RECORDS FOR THE TASK —
-- -- --

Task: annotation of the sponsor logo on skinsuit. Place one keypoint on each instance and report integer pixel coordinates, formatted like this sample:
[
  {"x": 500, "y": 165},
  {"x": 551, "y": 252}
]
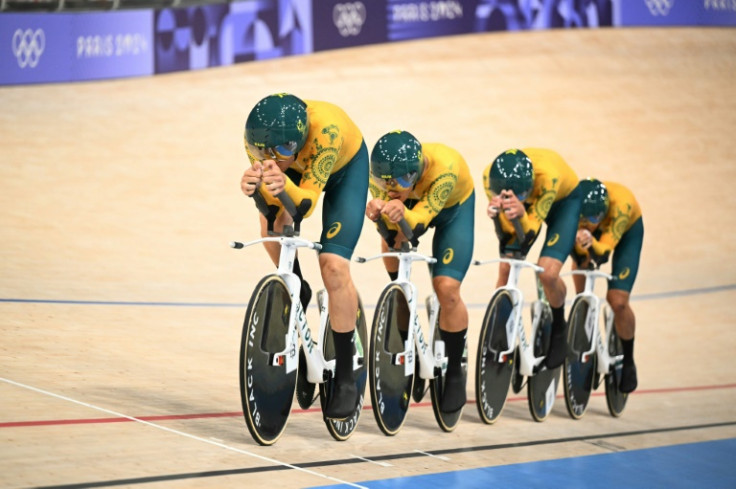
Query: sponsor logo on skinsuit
[{"x": 334, "y": 229}]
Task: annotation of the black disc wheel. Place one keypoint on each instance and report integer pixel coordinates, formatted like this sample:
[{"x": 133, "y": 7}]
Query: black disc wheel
[
  {"x": 492, "y": 371},
  {"x": 579, "y": 374},
  {"x": 447, "y": 421},
  {"x": 542, "y": 386},
  {"x": 390, "y": 386},
  {"x": 342, "y": 429},
  {"x": 615, "y": 399},
  {"x": 266, "y": 390}
]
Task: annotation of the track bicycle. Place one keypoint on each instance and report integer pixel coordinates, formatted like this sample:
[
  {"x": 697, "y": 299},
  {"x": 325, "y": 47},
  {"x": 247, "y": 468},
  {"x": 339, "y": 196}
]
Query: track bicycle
[
  {"x": 401, "y": 358},
  {"x": 590, "y": 353},
  {"x": 279, "y": 355},
  {"x": 505, "y": 356}
]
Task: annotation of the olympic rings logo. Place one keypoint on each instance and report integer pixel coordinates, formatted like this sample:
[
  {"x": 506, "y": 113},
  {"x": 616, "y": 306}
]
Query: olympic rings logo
[
  {"x": 349, "y": 18},
  {"x": 660, "y": 7},
  {"x": 28, "y": 46}
]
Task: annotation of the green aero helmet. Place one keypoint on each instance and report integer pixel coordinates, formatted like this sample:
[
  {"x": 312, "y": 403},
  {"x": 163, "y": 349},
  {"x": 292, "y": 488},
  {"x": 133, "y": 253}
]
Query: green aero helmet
[
  {"x": 277, "y": 127},
  {"x": 397, "y": 160},
  {"x": 595, "y": 200},
  {"x": 512, "y": 170}
]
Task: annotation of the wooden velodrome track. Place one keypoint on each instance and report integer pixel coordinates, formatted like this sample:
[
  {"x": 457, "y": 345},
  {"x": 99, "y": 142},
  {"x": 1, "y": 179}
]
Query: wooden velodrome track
[{"x": 122, "y": 303}]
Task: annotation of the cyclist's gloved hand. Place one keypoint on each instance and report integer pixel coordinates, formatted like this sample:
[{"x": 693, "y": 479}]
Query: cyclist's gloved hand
[
  {"x": 504, "y": 240},
  {"x": 599, "y": 259},
  {"x": 528, "y": 241}
]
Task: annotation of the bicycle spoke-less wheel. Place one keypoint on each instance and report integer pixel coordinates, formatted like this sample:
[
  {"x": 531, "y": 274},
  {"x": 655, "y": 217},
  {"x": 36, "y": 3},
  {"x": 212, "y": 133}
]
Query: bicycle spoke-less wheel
[
  {"x": 390, "y": 386},
  {"x": 341, "y": 429},
  {"x": 266, "y": 390},
  {"x": 542, "y": 386},
  {"x": 578, "y": 375},
  {"x": 447, "y": 421},
  {"x": 615, "y": 399},
  {"x": 493, "y": 374}
]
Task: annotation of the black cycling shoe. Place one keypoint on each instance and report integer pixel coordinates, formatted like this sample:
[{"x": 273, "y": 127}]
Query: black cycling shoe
[
  {"x": 343, "y": 401},
  {"x": 454, "y": 396},
  {"x": 557, "y": 350},
  {"x": 628, "y": 378},
  {"x": 305, "y": 294}
]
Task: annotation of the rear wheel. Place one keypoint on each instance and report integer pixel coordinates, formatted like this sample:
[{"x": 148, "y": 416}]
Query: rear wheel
[
  {"x": 493, "y": 373},
  {"x": 579, "y": 375},
  {"x": 615, "y": 399},
  {"x": 390, "y": 387},
  {"x": 266, "y": 390},
  {"x": 342, "y": 429},
  {"x": 542, "y": 386}
]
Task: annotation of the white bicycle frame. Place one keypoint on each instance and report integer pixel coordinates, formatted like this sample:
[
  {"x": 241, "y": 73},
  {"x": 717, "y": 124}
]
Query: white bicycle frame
[
  {"x": 515, "y": 325},
  {"x": 298, "y": 327},
  {"x": 605, "y": 361},
  {"x": 431, "y": 356}
]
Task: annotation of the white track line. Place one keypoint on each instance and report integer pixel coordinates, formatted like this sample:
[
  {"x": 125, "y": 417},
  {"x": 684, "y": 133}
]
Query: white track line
[
  {"x": 382, "y": 464},
  {"x": 181, "y": 433},
  {"x": 441, "y": 457}
]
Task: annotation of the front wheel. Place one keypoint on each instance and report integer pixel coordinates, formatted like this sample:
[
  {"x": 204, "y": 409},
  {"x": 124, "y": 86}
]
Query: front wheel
[
  {"x": 579, "y": 375},
  {"x": 266, "y": 390},
  {"x": 390, "y": 386},
  {"x": 615, "y": 399},
  {"x": 493, "y": 372},
  {"x": 342, "y": 429},
  {"x": 542, "y": 386}
]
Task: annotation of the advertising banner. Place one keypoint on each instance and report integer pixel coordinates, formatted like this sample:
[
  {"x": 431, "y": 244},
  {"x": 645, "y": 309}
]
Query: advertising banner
[
  {"x": 406, "y": 19},
  {"x": 346, "y": 24},
  {"x": 678, "y": 13},
  {"x": 215, "y": 35},
  {"x": 43, "y": 48}
]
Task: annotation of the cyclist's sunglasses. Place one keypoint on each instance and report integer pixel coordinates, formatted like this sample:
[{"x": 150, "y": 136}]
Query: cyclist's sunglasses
[
  {"x": 593, "y": 219},
  {"x": 397, "y": 184},
  {"x": 281, "y": 152},
  {"x": 522, "y": 196}
]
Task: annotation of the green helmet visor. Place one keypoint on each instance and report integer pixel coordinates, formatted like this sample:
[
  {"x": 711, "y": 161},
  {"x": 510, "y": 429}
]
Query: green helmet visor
[
  {"x": 397, "y": 184},
  {"x": 281, "y": 152},
  {"x": 522, "y": 196}
]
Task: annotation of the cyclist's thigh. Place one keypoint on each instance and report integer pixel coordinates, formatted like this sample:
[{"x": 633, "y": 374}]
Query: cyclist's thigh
[
  {"x": 562, "y": 226},
  {"x": 343, "y": 208},
  {"x": 625, "y": 264},
  {"x": 453, "y": 239}
]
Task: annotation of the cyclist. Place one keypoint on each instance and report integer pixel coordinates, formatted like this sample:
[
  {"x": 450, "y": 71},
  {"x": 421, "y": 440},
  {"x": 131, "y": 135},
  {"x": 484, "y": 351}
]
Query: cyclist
[
  {"x": 305, "y": 148},
  {"x": 430, "y": 185},
  {"x": 611, "y": 221},
  {"x": 536, "y": 186}
]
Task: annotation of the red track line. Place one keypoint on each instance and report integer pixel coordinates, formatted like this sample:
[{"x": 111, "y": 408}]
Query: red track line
[{"x": 175, "y": 417}]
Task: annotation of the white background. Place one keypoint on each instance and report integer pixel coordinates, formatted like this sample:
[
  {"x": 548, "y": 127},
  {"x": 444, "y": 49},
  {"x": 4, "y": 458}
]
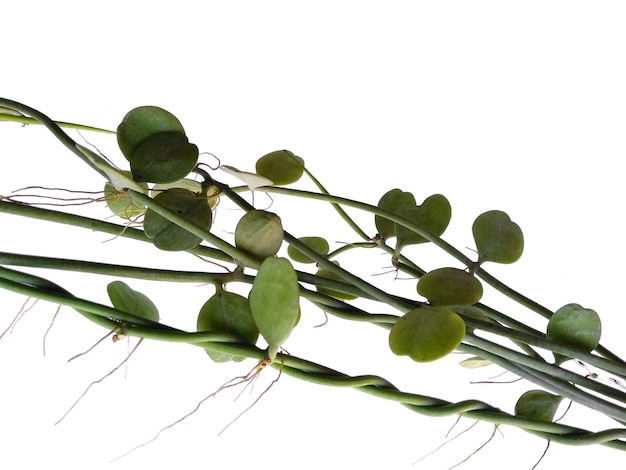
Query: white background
[{"x": 517, "y": 106}]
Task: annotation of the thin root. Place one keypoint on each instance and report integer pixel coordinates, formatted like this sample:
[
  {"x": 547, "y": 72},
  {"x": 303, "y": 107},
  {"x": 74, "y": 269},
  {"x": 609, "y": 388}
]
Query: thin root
[
  {"x": 99, "y": 380},
  {"x": 23, "y": 309},
  {"x": 96, "y": 344},
  {"x": 495, "y": 429},
  {"x": 251, "y": 375},
  {"x": 45, "y": 336}
]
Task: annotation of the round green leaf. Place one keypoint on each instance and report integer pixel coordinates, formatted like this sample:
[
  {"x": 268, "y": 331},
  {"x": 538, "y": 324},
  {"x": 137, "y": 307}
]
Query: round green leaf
[
  {"x": 281, "y": 166},
  {"x": 575, "y": 326},
  {"x": 129, "y": 300},
  {"x": 227, "y": 312},
  {"x": 142, "y": 122},
  {"x": 450, "y": 286},
  {"x": 538, "y": 404},
  {"x": 163, "y": 158},
  {"x": 274, "y": 301},
  {"x": 167, "y": 235},
  {"x": 433, "y": 215},
  {"x": 497, "y": 238},
  {"x": 392, "y": 201},
  {"x": 317, "y": 244},
  {"x": 259, "y": 233},
  {"x": 426, "y": 334}
]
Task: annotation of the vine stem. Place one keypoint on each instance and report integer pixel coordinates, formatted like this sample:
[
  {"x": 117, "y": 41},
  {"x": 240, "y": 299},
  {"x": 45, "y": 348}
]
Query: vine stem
[{"x": 306, "y": 370}]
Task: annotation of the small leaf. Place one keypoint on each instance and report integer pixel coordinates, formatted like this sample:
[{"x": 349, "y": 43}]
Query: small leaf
[
  {"x": 252, "y": 180},
  {"x": 317, "y": 244},
  {"x": 575, "y": 326},
  {"x": 450, "y": 286},
  {"x": 497, "y": 238},
  {"x": 121, "y": 204},
  {"x": 142, "y": 122},
  {"x": 167, "y": 235},
  {"x": 129, "y": 300},
  {"x": 259, "y": 233},
  {"x": 392, "y": 201},
  {"x": 163, "y": 158},
  {"x": 433, "y": 215},
  {"x": 475, "y": 362},
  {"x": 226, "y": 312},
  {"x": 274, "y": 301},
  {"x": 211, "y": 193},
  {"x": 282, "y": 167},
  {"x": 427, "y": 333},
  {"x": 538, "y": 404}
]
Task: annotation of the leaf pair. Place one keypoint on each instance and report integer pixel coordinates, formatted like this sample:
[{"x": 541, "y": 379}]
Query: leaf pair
[
  {"x": 272, "y": 309},
  {"x": 154, "y": 142}
]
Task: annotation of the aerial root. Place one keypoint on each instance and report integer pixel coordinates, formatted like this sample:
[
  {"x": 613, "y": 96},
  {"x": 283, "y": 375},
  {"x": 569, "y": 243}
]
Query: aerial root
[
  {"x": 99, "y": 380},
  {"x": 247, "y": 379},
  {"x": 23, "y": 309}
]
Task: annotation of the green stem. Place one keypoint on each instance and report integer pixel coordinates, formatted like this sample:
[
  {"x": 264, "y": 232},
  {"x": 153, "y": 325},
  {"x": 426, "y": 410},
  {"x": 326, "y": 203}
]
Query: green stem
[{"x": 5, "y": 116}]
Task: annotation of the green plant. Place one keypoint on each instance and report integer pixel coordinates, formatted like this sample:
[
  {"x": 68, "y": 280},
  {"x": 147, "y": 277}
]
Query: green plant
[{"x": 179, "y": 215}]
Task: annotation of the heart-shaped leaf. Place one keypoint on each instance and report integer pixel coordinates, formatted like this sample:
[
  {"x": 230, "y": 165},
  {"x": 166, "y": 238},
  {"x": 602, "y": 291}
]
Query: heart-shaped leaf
[
  {"x": 281, "y": 166},
  {"x": 167, "y": 235},
  {"x": 433, "y": 215},
  {"x": 427, "y": 333},
  {"x": 275, "y": 301},
  {"x": 497, "y": 238},
  {"x": 142, "y": 122},
  {"x": 129, "y": 300},
  {"x": 450, "y": 286},
  {"x": 392, "y": 201},
  {"x": 538, "y": 404},
  {"x": 227, "y": 312},
  {"x": 317, "y": 244},
  {"x": 259, "y": 233},
  {"x": 575, "y": 326},
  {"x": 163, "y": 158}
]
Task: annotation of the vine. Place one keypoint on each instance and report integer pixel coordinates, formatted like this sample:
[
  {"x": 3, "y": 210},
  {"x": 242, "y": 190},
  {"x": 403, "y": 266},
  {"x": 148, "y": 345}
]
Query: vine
[{"x": 159, "y": 200}]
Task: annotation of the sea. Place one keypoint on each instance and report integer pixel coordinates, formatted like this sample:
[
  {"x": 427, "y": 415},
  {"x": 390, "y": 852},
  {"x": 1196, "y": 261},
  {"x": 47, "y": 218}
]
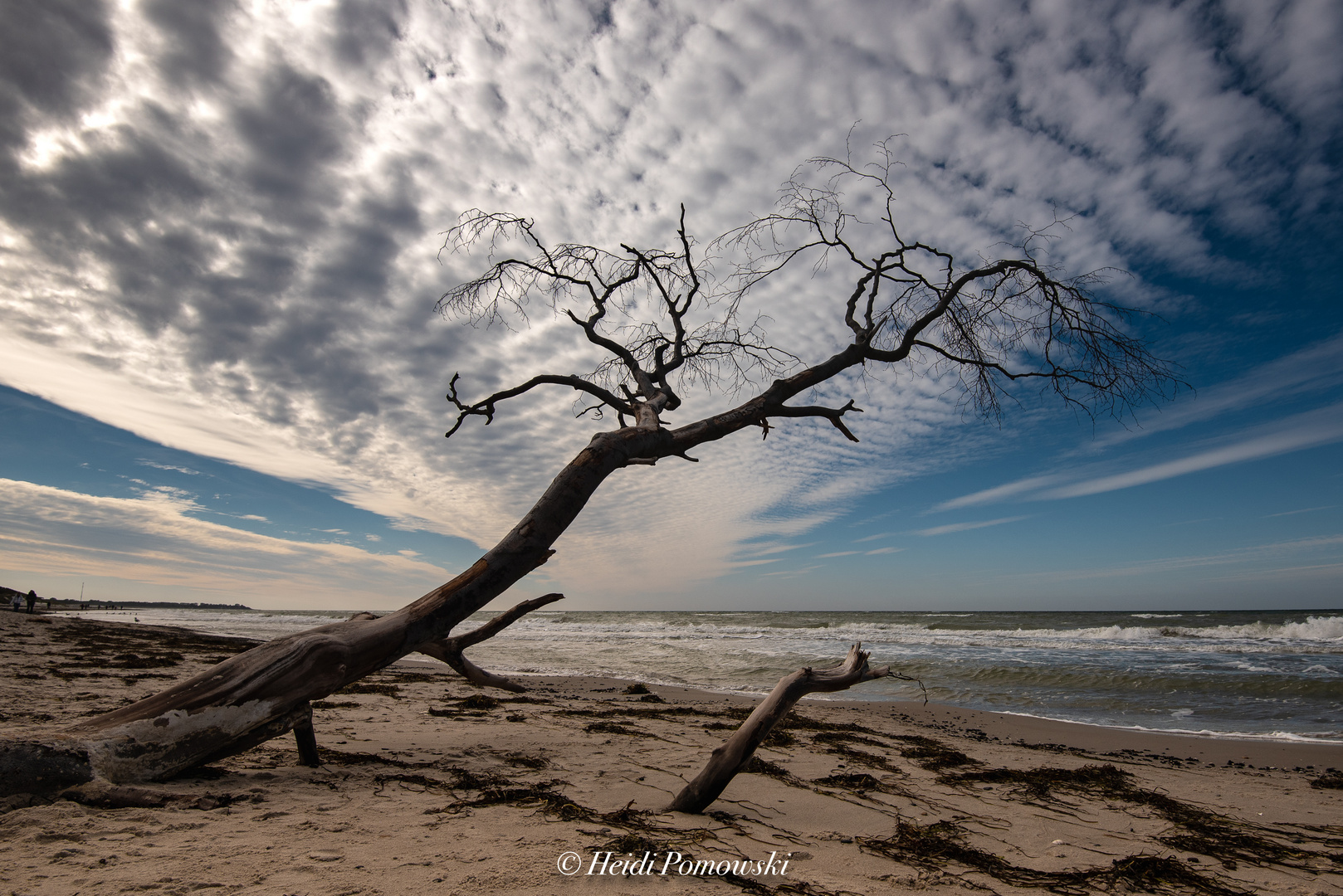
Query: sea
[{"x": 1240, "y": 674}]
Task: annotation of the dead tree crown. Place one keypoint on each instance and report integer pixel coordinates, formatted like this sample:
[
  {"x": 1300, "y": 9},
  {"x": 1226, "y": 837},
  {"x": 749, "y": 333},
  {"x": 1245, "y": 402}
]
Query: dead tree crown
[{"x": 665, "y": 321}]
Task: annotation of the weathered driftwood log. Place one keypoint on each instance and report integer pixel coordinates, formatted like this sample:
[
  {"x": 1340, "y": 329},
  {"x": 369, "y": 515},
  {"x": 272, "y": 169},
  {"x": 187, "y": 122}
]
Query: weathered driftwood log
[
  {"x": 450, "y": 649},
  {"x": 728, "y": 759}
]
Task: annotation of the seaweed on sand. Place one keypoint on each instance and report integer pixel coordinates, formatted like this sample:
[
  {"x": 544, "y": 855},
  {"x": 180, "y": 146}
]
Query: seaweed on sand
[
  {"x": 932, "y": 754},
  {"x": 1197, "y": 830},
  {"x": 939, "y": 843},
  {"x": 540, "y": 796}
]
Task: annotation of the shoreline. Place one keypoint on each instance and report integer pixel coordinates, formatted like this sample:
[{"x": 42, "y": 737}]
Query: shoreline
[
  {"x": 1214, "y": 718},
  {"x": 428, "y": 785}
]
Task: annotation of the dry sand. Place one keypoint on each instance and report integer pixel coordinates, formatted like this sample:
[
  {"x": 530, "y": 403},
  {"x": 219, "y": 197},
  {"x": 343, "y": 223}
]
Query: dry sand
[{"x": 430, "y": 786}]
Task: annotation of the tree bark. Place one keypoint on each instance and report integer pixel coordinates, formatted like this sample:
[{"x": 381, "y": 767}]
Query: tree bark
[
  {"x": 450, "y": 649},
  {"x": 728, "y": 759}
]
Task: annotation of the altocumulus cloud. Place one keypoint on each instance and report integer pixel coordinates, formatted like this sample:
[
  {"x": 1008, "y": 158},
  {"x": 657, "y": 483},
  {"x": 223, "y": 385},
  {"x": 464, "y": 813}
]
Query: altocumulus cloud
[{"x": 232, "y": 210}]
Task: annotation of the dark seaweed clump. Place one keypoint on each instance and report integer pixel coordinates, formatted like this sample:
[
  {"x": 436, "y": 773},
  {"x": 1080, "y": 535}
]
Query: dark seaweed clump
[
  {"x": 939, "y": 843},
  {"x": 1197, "y": 830}
]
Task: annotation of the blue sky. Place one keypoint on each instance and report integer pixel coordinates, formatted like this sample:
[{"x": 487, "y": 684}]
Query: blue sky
[{"x": 223, "y": 377}]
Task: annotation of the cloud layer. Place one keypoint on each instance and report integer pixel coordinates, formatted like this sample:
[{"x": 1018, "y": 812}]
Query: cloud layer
[{"x": 219, "y": 222}]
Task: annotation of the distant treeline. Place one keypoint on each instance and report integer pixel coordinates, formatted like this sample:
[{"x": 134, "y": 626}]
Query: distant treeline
[{"x": 152, "y": 605}]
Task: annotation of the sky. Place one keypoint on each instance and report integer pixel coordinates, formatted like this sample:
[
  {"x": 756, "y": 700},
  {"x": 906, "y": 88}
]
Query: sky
[{"x": 222, "y": 377}]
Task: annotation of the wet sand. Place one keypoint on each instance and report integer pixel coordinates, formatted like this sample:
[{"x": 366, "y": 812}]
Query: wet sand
[{"x": 432, "y": 786}]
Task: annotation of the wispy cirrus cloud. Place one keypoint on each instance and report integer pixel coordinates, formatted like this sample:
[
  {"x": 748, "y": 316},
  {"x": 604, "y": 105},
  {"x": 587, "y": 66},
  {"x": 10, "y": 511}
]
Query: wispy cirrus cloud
[
  {"x": 1310, "y": 429},
  {"x": 133, "y": 546},
  {"x": 966, "y": 527}
]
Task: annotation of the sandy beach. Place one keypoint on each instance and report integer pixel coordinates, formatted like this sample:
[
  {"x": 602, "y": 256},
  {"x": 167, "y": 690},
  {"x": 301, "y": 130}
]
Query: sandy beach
[{"x": 432, "y": 786}]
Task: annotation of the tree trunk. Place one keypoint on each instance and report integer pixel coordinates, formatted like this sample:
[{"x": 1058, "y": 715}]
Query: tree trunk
[
  {"x": 728, "y": 759},
  {"x": 266, "y": 691}
]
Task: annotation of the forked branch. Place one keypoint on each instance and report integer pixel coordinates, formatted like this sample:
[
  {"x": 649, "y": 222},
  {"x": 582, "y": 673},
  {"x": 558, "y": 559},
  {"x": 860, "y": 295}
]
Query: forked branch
[{"x": 450, "y": 649}]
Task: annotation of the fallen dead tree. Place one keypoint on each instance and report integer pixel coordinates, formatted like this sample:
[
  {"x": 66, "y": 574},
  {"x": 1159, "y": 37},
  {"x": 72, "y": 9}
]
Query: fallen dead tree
[
  {"x": 728, "y": 759},
  {"x": 662, "y": 324},
  {"x": 450, "y": 649}
]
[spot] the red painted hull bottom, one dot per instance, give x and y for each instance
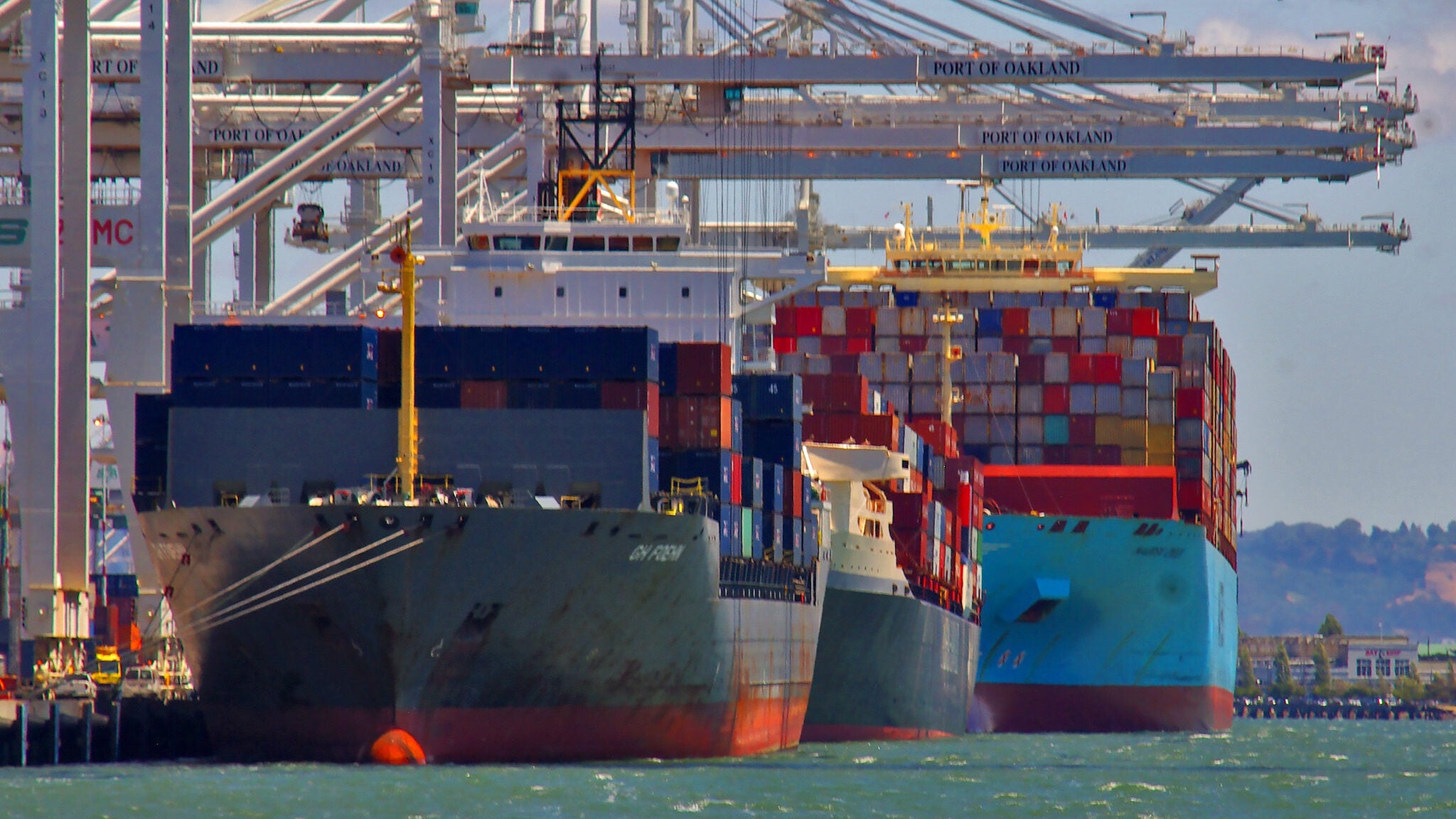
(1104, 709)
(868, 734)
(514, 735)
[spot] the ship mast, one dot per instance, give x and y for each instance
(407, 461)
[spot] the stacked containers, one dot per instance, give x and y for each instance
(1100, 378)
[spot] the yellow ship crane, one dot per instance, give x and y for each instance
(922, 264)
(407, 462)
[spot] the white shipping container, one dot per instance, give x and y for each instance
(1002, 368)
(887, 321)
(1136, 370)
(978, 368)
(925, 400)
(899, 394)
(1004, 429)
(1108, 400)
(872, 366)
(1082, 398)
(978, 398)
(1039, 321)
(1065, 323)
(1028, 429)
(1164, 382)
(914, 321)
(1028, 398)
(925, 368)
(833, 321)
(1135, 402)
(1004, 398)
(1056, 368)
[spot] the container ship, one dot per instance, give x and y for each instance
(1104, 413)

-- -- --

In the answer, give only the lines from the top of the data above through the line with "Task: annotation of the black disc", reproduced exactly; no picture may appear.

ANSWER BOX —
Task: annotation of the sponsor logo on skinsuit. Place one keypoint on each instance and report integer pixel coordinates, formatted like this sample:
[
  {"x": 500, "y": 165},
  {"x": 551, "y": 252}
]
Query: sponsor logo on skinsuit
[{"x": 334, "y": 229}]
Task: annotation of the black disc wheel. Place one keypoint on each instance and report integer pixel coordinates, formatted like this sample:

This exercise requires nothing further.